→ **EXERCISE GOAL**
Rewrite the items from the line containing "Identify a point for each instance of the woman in" through the end of the items, including the requests, and offset every coordinate in the answers by adding 85. Leave the pictures out.

→ **DATA EXTRACT**
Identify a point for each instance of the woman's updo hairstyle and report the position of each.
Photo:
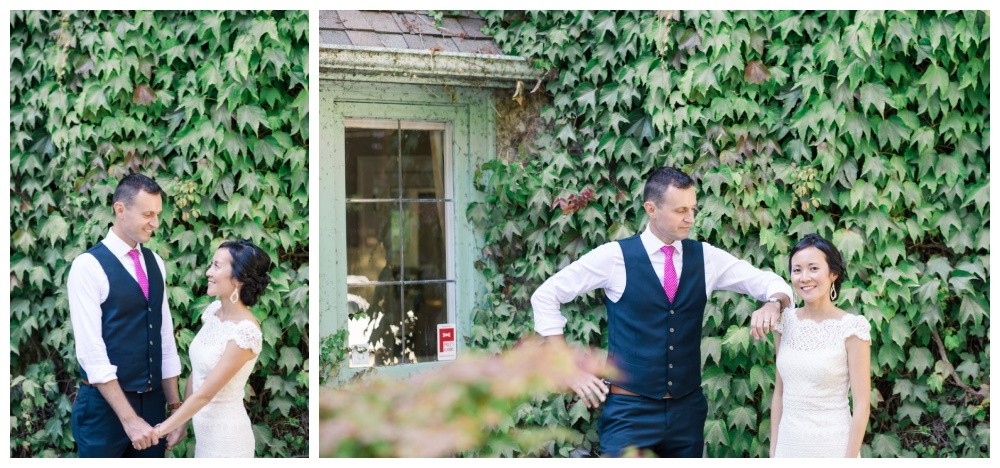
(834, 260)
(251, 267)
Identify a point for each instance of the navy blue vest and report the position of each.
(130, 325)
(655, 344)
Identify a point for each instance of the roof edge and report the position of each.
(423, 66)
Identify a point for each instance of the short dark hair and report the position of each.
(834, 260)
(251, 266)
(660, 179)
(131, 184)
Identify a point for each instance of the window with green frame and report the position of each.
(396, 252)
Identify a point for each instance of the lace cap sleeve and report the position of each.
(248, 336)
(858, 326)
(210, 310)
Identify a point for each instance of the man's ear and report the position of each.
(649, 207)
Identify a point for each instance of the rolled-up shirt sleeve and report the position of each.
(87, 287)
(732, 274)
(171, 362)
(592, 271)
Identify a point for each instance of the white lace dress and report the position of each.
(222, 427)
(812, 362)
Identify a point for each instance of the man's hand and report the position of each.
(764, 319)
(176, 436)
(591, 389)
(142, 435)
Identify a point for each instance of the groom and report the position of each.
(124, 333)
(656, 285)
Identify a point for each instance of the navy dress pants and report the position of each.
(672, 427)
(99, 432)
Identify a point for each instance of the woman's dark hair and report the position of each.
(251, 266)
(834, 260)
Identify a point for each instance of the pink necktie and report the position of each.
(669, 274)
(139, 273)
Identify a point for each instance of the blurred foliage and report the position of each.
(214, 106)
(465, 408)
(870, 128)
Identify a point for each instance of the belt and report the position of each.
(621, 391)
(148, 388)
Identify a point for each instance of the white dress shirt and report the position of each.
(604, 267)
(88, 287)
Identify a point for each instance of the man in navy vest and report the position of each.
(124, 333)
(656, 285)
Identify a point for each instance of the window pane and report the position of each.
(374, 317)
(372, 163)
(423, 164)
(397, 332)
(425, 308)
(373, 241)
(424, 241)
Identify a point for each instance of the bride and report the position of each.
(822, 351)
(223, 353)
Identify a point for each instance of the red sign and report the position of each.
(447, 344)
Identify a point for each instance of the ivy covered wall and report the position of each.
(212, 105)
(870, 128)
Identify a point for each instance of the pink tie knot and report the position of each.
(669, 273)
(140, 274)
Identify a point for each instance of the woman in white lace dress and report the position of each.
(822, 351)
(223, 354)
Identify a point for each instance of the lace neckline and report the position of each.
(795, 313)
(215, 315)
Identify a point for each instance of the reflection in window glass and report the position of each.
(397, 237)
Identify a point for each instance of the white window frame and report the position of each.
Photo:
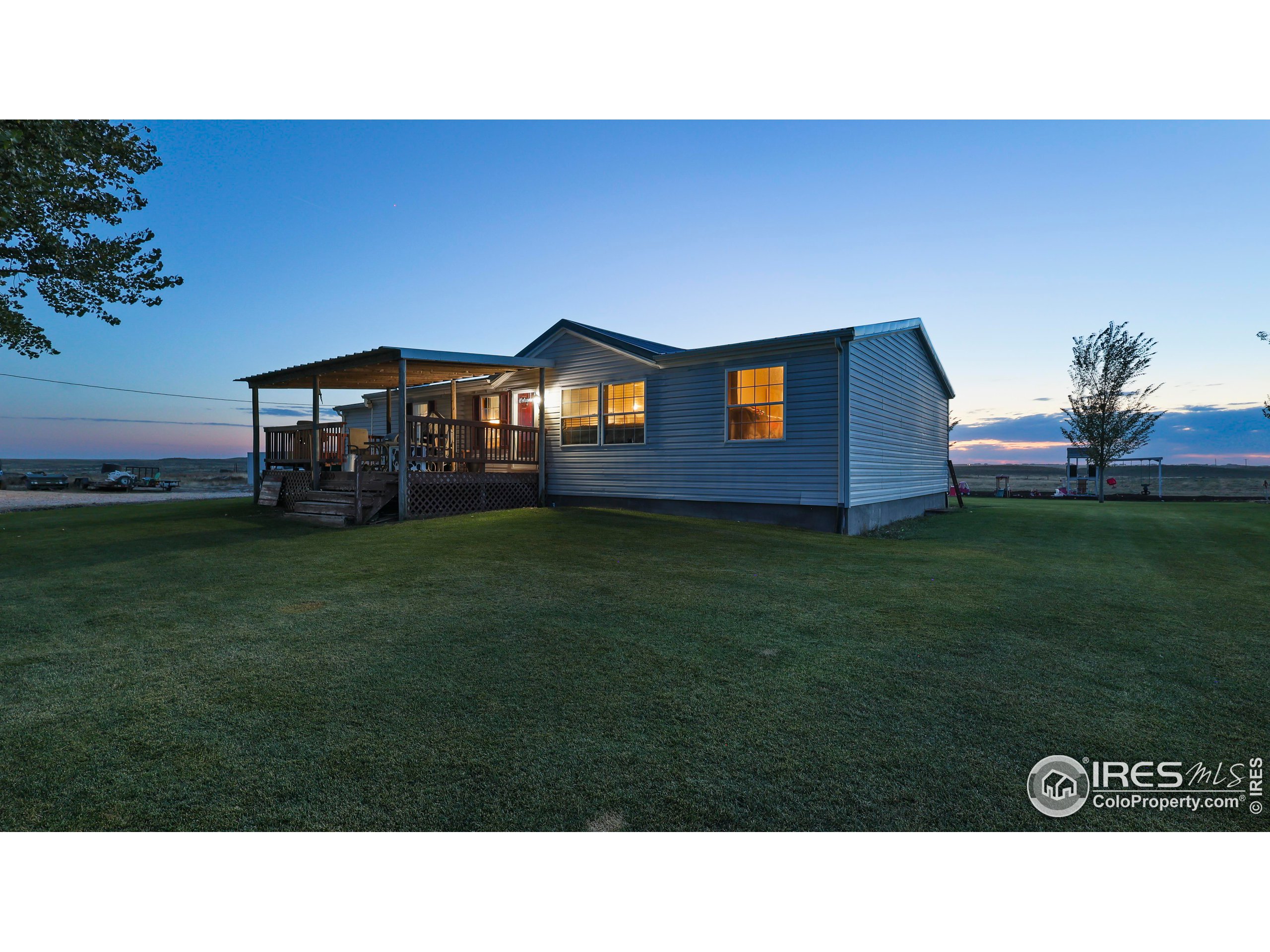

→ **RESPONSE FOR THIS EXERCISE**
Identify a point for each instance of the woman in white lace dress and report the position of each.
(907, 436)
(308, 439)
Identify a point for each instance of the lace neckline and report the position of each.
(880, 398)
(300, 400)
Identify a point for each instance of the reflection in window glass and report the position of each.
(482, 322)
Identify a point for each instance of the white window frame and report the position of each.
Photo:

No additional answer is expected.